====== LISTING ======
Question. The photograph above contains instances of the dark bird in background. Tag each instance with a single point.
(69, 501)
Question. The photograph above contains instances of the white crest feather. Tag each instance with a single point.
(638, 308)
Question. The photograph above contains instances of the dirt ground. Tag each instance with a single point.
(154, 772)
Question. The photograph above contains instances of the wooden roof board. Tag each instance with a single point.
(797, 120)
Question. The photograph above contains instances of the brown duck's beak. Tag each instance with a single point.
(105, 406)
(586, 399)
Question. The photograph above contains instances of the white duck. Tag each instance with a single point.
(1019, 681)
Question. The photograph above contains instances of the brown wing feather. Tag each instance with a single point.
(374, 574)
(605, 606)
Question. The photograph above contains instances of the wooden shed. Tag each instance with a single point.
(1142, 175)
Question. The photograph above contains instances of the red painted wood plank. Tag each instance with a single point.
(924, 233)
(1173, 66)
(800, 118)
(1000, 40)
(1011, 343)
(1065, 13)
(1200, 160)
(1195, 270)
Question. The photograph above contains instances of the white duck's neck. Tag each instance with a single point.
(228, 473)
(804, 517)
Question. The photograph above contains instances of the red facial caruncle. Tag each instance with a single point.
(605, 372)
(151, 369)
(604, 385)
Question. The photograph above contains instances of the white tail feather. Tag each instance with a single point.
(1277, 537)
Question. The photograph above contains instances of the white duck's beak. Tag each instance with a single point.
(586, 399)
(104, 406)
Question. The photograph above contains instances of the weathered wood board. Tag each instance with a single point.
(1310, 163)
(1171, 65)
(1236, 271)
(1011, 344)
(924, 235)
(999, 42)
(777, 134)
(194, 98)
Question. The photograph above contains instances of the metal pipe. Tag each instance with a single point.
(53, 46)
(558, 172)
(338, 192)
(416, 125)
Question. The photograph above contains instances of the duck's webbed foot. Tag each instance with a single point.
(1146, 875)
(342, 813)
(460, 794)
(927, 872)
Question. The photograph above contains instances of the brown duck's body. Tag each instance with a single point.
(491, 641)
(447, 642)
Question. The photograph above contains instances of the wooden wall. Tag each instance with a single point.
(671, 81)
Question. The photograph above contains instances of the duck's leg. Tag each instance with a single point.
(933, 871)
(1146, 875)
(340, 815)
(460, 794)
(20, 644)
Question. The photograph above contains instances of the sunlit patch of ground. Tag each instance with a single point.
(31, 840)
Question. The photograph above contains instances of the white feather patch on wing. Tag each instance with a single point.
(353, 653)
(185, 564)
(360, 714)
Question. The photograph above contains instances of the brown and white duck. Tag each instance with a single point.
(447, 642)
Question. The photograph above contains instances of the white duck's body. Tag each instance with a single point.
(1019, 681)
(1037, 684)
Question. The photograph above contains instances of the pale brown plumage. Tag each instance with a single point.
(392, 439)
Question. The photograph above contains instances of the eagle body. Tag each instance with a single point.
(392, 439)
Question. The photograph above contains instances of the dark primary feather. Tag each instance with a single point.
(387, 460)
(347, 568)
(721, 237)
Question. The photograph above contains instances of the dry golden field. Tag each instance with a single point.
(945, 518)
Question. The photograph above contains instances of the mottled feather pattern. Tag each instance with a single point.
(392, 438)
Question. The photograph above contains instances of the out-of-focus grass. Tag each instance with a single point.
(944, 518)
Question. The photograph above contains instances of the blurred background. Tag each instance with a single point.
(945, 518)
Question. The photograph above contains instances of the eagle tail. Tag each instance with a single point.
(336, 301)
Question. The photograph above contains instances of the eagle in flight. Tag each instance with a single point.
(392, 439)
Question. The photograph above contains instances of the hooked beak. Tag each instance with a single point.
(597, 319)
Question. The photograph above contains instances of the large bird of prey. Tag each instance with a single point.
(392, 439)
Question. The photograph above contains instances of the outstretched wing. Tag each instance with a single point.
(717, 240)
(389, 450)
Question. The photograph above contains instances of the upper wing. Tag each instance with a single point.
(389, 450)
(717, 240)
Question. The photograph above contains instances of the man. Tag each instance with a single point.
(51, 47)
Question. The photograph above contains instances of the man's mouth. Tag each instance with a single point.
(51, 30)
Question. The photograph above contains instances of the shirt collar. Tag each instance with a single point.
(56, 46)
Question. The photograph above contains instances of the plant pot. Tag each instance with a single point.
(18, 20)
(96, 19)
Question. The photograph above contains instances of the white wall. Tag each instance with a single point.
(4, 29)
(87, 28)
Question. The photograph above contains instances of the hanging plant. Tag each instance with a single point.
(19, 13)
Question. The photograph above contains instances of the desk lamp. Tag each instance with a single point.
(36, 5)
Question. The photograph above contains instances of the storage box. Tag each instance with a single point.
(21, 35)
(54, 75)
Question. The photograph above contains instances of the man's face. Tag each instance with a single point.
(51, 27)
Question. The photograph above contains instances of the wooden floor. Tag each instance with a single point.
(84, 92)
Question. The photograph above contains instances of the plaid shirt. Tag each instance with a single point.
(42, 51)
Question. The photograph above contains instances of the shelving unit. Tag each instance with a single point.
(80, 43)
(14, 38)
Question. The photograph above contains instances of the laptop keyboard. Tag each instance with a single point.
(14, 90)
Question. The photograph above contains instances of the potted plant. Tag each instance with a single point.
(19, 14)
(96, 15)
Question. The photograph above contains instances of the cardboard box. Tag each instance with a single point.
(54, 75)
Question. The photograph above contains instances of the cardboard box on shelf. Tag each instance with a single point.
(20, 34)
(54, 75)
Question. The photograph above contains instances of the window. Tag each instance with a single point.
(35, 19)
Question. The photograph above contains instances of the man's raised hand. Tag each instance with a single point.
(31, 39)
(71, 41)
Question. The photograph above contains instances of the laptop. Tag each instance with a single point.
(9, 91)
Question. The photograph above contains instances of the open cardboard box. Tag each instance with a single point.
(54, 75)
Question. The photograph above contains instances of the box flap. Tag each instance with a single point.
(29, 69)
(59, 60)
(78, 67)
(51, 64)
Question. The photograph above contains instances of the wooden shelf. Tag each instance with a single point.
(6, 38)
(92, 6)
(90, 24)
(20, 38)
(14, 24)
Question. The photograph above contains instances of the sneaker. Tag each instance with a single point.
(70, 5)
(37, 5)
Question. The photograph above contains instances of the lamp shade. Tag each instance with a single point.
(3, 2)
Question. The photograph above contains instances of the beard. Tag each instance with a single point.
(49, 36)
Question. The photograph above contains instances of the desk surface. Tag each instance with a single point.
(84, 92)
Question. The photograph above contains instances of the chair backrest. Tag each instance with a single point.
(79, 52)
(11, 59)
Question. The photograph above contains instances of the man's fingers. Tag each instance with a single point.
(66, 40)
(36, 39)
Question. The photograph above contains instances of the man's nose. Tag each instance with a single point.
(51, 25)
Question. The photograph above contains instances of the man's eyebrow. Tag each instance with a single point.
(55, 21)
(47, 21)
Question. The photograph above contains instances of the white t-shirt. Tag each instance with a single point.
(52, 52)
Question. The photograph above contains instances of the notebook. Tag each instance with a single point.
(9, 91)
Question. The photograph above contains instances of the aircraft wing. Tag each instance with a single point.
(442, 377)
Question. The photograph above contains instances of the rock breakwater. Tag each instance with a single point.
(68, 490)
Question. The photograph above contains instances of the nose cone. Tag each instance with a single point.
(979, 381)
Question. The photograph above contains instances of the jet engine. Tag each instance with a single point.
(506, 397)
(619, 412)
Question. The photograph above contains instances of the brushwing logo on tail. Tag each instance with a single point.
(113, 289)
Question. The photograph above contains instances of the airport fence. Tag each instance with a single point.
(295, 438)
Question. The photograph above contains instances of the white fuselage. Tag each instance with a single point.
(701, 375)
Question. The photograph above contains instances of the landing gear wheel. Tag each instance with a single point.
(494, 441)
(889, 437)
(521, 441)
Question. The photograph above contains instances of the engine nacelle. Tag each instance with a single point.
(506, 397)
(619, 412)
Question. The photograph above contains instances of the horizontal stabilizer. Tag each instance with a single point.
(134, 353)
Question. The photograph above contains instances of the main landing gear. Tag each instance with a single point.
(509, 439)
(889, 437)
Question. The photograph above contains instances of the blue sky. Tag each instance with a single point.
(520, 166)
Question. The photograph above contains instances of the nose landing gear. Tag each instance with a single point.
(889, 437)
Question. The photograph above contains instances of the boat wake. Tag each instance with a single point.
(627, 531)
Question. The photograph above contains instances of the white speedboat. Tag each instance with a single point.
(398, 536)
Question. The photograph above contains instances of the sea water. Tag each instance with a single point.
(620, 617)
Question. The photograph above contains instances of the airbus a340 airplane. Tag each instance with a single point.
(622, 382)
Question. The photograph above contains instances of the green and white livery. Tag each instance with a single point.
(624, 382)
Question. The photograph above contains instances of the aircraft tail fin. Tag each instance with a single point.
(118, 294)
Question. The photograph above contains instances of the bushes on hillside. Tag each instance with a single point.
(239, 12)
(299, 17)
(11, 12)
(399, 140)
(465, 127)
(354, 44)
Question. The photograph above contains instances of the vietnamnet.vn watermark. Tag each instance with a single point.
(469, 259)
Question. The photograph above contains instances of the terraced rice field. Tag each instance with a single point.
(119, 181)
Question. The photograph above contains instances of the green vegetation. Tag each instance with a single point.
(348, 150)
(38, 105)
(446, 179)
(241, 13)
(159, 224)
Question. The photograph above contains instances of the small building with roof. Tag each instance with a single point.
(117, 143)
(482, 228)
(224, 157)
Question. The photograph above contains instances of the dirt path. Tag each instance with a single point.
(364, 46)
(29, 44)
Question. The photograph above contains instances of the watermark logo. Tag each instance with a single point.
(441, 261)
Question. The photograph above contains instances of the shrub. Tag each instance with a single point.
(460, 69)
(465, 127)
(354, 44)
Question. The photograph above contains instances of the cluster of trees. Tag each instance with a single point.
======
▶ SHORT EXERCISE: Beginning with the line that contains "of the terraced", quote each line exactly through the last line of the entries above, and nothing beyond them.

▶ RESULT BELOW:
Question. The photograph above contains instances of the terraced rice field. Tag each instance with a single point.
(119, 181)
Question. The photograph above contains instances of the green vegetation. Tag each instance with a single point.
(348, 150)
(38, 105)
(446, 179)
(241, 13)
(159, 224)
Question. The photograph above contains instances of the small building with roof. Tag each instance with a single point.
(117, 143)
(482, 228)
(224, 157)
Question. The photograph above contains instances of the dirt path. Tag each instance with a single point.
(364, 46)
(29, 44)
Question. The photograph above contains instances of the watermark logo. Tag each instance with a single point.
(441, 261)
Question. The photograph above contains instances of the shrub. Tag each instance with a single point.
(460, 69)
(465, 127)
(354, 44)
Question. The photograph above contains instances of the cluster of trees. Tag each instance with a single point.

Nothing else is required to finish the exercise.